- **Task description**
Please convert the lines from the start of the entries through the line holding "[654,505,774,800]", inclusive, into a numbered list, leaving out any blank lines.
━━ Listed entries ━━
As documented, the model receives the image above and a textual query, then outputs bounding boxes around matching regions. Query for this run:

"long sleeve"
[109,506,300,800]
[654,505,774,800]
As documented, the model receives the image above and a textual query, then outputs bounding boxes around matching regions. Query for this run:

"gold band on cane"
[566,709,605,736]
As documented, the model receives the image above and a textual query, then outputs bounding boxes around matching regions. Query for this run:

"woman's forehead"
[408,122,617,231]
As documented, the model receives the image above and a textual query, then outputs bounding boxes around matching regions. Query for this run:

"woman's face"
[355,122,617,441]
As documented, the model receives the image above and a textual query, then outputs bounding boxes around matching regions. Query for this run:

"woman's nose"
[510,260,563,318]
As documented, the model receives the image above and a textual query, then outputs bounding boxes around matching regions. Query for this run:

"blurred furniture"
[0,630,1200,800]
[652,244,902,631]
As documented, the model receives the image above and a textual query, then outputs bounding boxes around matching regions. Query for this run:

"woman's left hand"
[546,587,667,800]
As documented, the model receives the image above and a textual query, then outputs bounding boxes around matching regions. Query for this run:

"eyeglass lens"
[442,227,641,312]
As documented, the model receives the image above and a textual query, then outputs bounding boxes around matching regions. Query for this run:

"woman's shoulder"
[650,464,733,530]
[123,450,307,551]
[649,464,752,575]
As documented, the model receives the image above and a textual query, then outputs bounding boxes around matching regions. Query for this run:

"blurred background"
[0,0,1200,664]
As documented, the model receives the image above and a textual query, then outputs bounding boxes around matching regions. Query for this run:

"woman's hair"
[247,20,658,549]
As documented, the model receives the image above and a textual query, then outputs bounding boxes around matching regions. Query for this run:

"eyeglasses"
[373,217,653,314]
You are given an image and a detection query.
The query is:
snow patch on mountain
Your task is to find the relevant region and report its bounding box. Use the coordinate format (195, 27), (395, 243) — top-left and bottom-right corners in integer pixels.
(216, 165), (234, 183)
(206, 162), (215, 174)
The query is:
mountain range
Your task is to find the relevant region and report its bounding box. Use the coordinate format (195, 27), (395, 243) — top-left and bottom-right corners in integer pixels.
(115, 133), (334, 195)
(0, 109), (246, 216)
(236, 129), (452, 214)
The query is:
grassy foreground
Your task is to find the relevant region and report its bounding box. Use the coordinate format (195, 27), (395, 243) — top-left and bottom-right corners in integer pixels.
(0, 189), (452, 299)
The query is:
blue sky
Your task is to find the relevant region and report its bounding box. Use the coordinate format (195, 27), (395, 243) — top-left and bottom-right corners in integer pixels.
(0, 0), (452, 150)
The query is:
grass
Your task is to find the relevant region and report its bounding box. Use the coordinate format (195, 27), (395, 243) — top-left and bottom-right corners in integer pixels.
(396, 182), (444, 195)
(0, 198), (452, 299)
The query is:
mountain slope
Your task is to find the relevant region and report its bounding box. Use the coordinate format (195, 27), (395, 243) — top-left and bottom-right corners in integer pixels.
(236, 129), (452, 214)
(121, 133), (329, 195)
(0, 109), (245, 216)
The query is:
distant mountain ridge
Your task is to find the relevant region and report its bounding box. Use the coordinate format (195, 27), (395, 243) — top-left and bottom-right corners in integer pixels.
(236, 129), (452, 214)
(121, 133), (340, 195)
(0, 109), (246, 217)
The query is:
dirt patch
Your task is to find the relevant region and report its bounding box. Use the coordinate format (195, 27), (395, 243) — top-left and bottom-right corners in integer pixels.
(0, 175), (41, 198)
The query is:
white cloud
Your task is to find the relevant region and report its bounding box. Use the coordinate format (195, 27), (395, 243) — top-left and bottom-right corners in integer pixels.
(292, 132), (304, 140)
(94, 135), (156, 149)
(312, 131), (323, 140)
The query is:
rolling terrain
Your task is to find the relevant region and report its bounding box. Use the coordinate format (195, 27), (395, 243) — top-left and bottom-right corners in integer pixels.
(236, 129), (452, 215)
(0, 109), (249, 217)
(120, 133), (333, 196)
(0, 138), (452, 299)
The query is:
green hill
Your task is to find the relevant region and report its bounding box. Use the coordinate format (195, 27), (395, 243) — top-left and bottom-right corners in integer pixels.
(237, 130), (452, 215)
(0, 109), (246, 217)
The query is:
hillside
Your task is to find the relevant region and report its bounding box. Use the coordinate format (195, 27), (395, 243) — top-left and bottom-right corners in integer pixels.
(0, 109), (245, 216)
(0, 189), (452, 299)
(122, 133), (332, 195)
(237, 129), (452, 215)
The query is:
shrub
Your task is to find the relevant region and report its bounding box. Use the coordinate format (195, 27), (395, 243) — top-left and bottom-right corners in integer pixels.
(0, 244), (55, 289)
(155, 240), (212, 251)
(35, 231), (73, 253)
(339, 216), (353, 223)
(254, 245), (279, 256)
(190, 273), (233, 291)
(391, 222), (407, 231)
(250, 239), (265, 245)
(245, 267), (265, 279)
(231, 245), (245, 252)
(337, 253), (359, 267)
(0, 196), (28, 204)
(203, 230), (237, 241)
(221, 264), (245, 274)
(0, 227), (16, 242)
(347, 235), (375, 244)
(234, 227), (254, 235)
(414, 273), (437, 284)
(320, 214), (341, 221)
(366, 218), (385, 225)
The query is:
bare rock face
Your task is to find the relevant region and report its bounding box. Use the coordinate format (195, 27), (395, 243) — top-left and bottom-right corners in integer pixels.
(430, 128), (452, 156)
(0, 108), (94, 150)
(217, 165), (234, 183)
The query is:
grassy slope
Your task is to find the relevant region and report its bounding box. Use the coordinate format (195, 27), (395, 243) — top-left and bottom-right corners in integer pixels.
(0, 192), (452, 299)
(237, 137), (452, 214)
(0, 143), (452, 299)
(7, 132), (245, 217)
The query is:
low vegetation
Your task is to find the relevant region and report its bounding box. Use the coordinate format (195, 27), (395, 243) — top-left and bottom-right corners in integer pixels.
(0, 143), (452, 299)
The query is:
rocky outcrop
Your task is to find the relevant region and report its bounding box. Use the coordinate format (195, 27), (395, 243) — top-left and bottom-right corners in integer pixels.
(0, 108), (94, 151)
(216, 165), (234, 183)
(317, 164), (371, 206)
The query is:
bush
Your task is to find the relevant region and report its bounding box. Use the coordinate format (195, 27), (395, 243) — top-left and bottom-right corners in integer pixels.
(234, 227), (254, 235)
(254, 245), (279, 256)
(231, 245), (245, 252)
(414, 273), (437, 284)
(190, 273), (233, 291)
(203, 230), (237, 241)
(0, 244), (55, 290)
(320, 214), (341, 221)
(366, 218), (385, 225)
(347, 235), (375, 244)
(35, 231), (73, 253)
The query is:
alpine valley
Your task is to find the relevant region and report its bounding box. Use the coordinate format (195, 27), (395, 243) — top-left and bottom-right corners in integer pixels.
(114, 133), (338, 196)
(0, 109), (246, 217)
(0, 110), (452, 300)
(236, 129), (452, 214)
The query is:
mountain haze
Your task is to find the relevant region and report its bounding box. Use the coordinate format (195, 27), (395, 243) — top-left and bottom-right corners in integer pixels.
━━━
- **Right answer**
1. As documented, the model receives the image above and a textual query, then outputs bounding boxes around matching regions. Query for this run:
2. "long sleeve"
3. [109,506,300,800]
4. [654,505,774,800]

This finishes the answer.